Page:
Les Catalans vont finalement voter le 9 novembre sur leur indépendance. Après avoir ignoré ce référendum, le gouvernement de Mariano Rajoy a demandé à la Cour constitutionnelle de le suspendre. Que cela arrive ou non, cette date va être un jour très important pour la mobilisation. Elle va voir s'affronter, d'une part, les défenseurs du droit à décider et, d'autre part, le gouvernement et tout ce qui soutient le déni du droit démocratique.

Barcelone, le 1er novembre 2014

Comme la situation change chaque semaine, il faut commencer à se rappeler ce qui est arrivé après le 14 octobre, le jour où Artur Mas, président de la Généralité de Catalogne et leader de la Convergència i Unió (coalition des partis du centre-droit), recula lors de la convocation de la première consultation.

Mas fit la proposition d'un nouveau référendum, le 9 novembre, très décaféiné : non fondé sur une loi adoptée par le Parlement, mais sur " les mécanismes juridiques existants » qui ne sont pas divulgués afin d'empêcher une nouvelle suspension par la Cour constitutionnelle ; une consultation contrôlée non par des fonctionnaires de la Generalitat, mais par des bénévoles ; sans l'existence préalable d'un recensement, mais avec des documents d'identité présentés au moment même du vote ; avec moins de bureaux de vote et sans qu'ils soient communiqués à l'avance, leur localisation devant être recherchée à partir de l'Internet etc.

La conséquence immédiate de cette nouvelle rentrée dans le jeu de la part de Mas fut de briser l'unité du bloc favorable à la requête (CiU, ERC, ICV, EUiA, CUP). Joan Herrera (juriste et secrétaire de Iniciativa per Catalunya Verds ICV) a même annoncé que, dans ces conditions, il n'irait pas voter. Toutefois, les évolutions ayant trait à la situation, comme les autres fois, restent en suspens. En particulier, la réaction du mouvement et celle de la concentration du Congrès national catalan (ANC) ainsi que d'Omnium cultural (2) qui avaient convoqué, le 19 octobre 2014, la grande manifestation sur la Plaza de Catalunya.

Synthèse

Ce jour-là, une foule conflua sur la place. Et à cette occasion il a été précisé, sans équivoque, que la nouvelle requête de Mas ne correspondait pas au référendum voulu, ni à celui qui avait été annoncé. Mais, de la sorte, on demandait aux partis politiques de reprendre les négociations afin de retrouver l'unité désirée, avec l'objectif que le référendum soit aussi proche que possible du premier, celui convoqué pour le 27 septembre et retiré ensuite par Mas. Il fut affirmé que cette fois il ne pourrait, en aucun cas, y avoir une reculade : " Le 9 novembre on votera et nous allons défier l'État inadéquat » (Muriel Casals, professeure émérite d'économie de l'UAB - Université autonome de Barcelone - et présidente d'Omnium cultural) ; " nous voulons toujours ce référendum et nous allons transformer le 9 novembre en une mobilisation pour dénoncer la régression démocratique de l'État espagnol » (Carme Forcadell, linguiste, présidente de l'Assemblée Nationale Catalane).

Consigne:
D'après la page sur le référendum catalan, qui devait contrôler la consultation du 9 novembre proposée par Mas ?

Lignes enregistrées:
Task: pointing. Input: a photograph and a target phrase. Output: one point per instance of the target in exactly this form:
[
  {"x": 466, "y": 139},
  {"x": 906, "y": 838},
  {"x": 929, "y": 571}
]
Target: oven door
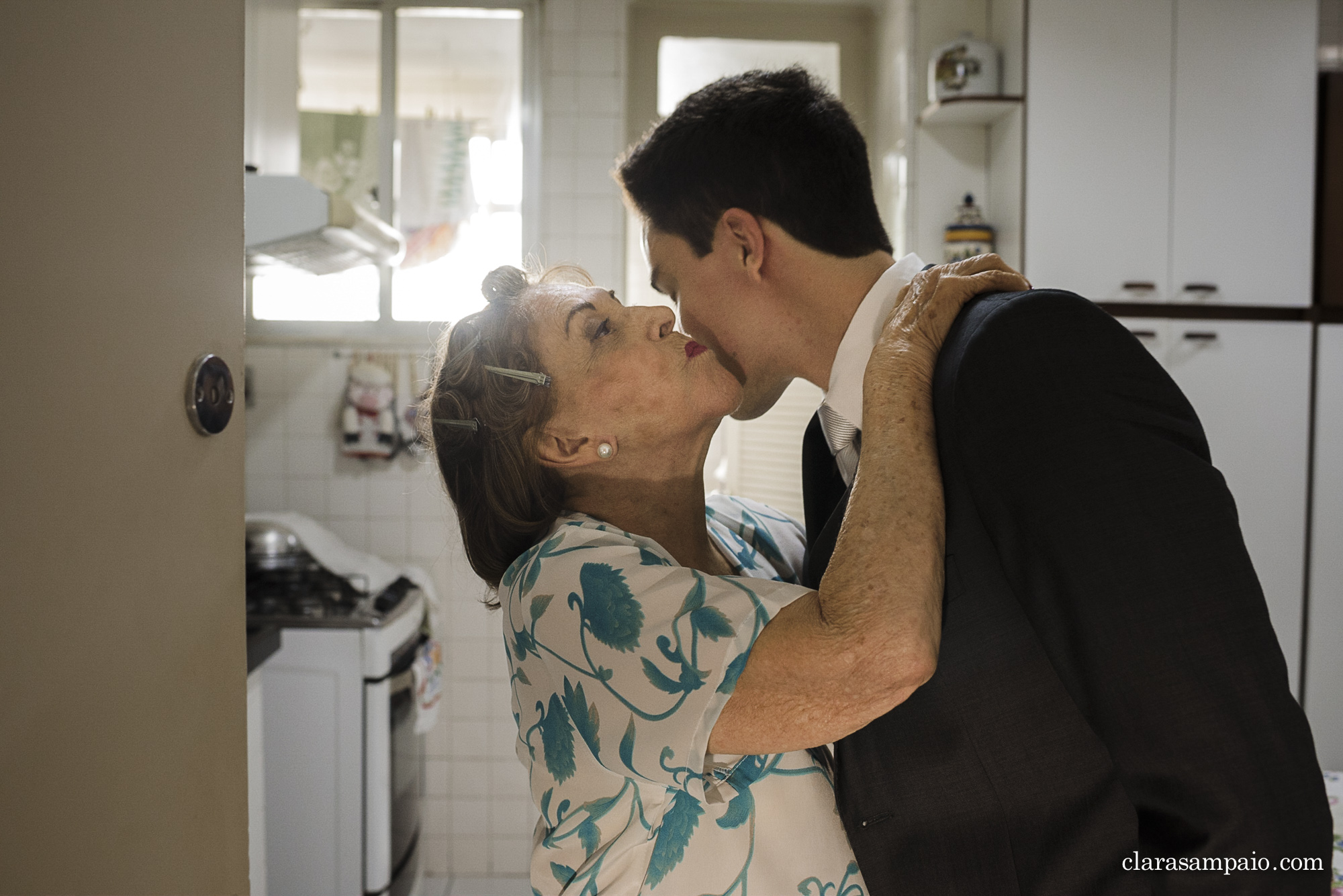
[{"x": 391, "y": 780}]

Réponse complète:
Des bénévoles, et non des fonctionnaires de la Generalitat.